■ **DIRECTIVE**
Display every line in the items below that contains the string "pole", copying each such line in full.

*** MATERIAL FOR THIS TASK

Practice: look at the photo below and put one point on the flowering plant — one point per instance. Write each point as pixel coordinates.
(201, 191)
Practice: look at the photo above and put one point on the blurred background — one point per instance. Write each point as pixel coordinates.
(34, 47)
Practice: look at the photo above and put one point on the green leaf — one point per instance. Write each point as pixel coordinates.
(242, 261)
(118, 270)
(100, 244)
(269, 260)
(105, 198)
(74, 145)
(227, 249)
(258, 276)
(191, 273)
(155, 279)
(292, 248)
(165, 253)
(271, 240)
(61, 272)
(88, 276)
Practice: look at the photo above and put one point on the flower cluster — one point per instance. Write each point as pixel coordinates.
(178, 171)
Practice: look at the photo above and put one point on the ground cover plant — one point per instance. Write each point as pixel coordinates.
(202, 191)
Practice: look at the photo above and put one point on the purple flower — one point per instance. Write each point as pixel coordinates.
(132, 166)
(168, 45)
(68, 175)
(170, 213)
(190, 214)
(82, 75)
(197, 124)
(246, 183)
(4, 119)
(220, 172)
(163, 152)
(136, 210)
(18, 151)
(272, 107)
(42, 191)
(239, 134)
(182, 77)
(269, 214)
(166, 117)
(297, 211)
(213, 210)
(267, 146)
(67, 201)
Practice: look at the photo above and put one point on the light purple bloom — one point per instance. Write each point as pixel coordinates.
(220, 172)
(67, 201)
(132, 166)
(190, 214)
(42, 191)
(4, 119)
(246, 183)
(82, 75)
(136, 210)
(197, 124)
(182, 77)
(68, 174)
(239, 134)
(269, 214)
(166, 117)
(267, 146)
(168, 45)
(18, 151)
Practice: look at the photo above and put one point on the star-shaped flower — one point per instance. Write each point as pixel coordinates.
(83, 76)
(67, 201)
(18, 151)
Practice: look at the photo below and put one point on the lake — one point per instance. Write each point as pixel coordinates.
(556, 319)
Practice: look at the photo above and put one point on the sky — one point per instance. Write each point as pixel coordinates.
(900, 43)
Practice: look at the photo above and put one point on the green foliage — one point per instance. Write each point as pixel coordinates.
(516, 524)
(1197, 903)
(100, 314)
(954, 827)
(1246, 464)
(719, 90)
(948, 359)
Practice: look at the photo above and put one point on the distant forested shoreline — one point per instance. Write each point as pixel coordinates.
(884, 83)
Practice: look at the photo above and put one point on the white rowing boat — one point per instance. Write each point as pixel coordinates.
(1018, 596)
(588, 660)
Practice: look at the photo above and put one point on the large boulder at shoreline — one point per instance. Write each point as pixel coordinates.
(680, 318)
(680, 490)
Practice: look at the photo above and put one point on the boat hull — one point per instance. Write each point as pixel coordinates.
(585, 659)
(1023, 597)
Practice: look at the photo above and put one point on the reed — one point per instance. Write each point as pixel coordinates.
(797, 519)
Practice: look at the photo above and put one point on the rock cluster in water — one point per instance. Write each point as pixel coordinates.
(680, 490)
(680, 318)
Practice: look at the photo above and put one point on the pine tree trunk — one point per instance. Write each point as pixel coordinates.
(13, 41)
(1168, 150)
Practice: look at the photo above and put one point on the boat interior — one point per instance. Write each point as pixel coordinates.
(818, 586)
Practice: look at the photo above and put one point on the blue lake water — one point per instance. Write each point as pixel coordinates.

******
*** MATERIAL FOR THIS TASK

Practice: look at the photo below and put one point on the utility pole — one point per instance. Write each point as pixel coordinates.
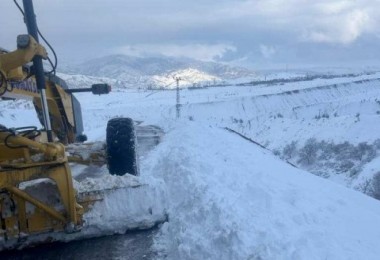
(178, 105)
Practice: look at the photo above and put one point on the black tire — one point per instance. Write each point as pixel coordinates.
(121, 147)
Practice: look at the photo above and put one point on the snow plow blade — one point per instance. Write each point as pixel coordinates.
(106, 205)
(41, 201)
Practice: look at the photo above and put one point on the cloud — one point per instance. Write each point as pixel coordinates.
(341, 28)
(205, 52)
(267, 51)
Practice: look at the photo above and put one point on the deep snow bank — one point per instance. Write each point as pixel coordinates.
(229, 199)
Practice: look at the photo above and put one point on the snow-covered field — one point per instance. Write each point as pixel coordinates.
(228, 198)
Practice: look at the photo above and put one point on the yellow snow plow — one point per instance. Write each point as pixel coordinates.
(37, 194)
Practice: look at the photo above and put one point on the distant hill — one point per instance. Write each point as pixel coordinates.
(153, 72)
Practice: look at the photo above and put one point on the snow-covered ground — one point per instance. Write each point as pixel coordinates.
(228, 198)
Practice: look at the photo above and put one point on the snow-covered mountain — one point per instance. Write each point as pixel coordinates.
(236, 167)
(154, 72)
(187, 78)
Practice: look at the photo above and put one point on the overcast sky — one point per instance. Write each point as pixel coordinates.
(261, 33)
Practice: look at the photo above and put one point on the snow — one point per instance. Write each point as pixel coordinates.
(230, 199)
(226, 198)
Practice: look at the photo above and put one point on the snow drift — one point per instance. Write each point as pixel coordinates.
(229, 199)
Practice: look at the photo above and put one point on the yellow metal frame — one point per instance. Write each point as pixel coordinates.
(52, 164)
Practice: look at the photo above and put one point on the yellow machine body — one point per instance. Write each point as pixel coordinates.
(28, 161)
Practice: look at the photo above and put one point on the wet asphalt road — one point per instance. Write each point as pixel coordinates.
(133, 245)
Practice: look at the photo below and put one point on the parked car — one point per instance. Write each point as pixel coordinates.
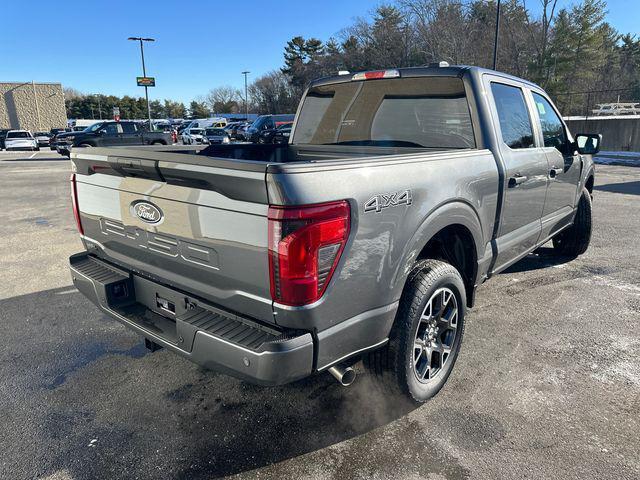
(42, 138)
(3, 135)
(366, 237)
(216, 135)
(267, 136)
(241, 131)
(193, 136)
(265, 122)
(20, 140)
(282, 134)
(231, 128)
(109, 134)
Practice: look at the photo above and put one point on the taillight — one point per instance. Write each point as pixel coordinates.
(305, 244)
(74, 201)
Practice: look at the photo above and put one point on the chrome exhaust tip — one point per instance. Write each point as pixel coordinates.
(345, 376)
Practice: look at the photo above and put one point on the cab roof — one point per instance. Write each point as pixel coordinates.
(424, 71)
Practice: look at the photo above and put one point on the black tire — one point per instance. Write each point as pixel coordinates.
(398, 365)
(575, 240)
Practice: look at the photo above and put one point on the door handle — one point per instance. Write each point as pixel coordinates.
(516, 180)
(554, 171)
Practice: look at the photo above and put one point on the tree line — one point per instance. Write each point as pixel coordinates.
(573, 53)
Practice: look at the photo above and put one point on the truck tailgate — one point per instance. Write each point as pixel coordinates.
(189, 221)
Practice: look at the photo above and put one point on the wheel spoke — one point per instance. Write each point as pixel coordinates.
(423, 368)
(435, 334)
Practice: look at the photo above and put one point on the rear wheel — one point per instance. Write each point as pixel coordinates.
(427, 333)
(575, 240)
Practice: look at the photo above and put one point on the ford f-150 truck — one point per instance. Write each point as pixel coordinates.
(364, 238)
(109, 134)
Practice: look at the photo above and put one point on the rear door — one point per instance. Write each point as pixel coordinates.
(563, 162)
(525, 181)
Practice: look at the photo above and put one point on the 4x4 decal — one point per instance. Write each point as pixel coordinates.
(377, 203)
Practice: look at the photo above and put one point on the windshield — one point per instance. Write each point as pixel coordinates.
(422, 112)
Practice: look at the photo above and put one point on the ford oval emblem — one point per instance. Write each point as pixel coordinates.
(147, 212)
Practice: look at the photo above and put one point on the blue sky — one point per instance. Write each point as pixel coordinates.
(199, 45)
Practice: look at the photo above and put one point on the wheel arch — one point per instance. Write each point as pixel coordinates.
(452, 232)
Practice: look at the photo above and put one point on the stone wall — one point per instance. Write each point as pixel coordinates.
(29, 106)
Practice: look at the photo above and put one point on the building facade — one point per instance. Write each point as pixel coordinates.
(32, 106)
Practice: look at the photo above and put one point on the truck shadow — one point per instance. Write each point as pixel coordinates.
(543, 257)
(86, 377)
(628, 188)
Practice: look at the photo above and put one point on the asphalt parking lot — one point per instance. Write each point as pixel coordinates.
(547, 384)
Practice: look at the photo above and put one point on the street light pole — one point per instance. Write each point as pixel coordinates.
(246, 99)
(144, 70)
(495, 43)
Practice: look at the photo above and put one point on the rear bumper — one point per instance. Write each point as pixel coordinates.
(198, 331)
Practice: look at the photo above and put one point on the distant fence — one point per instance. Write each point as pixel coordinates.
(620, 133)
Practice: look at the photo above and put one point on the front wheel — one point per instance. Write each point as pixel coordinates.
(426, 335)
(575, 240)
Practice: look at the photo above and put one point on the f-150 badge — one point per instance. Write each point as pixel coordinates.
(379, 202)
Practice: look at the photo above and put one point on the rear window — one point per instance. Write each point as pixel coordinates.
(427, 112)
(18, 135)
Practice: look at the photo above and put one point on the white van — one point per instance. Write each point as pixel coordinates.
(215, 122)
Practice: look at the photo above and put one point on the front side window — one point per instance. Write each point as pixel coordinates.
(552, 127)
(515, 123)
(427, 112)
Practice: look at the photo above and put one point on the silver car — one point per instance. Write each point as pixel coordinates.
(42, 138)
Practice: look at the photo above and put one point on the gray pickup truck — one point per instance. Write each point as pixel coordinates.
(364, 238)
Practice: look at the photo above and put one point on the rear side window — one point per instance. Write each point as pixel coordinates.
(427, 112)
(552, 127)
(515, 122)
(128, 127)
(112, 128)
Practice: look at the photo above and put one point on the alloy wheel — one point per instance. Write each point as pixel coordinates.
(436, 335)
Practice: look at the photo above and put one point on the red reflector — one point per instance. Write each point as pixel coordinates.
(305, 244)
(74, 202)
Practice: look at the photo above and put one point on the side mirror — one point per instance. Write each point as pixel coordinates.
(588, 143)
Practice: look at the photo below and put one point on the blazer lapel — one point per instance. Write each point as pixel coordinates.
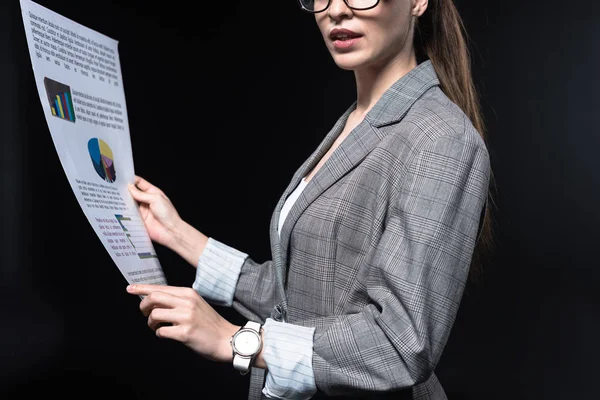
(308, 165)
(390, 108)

******

■ **SOLUTION BELOW**
Practice: look at the photo below and put one point on the utility pole — one point per instance. Write each point as pixel coordinates.
Practice: look at the photo above and put one point on the street light pole — one point per instance. Write each point as pixel coordinates.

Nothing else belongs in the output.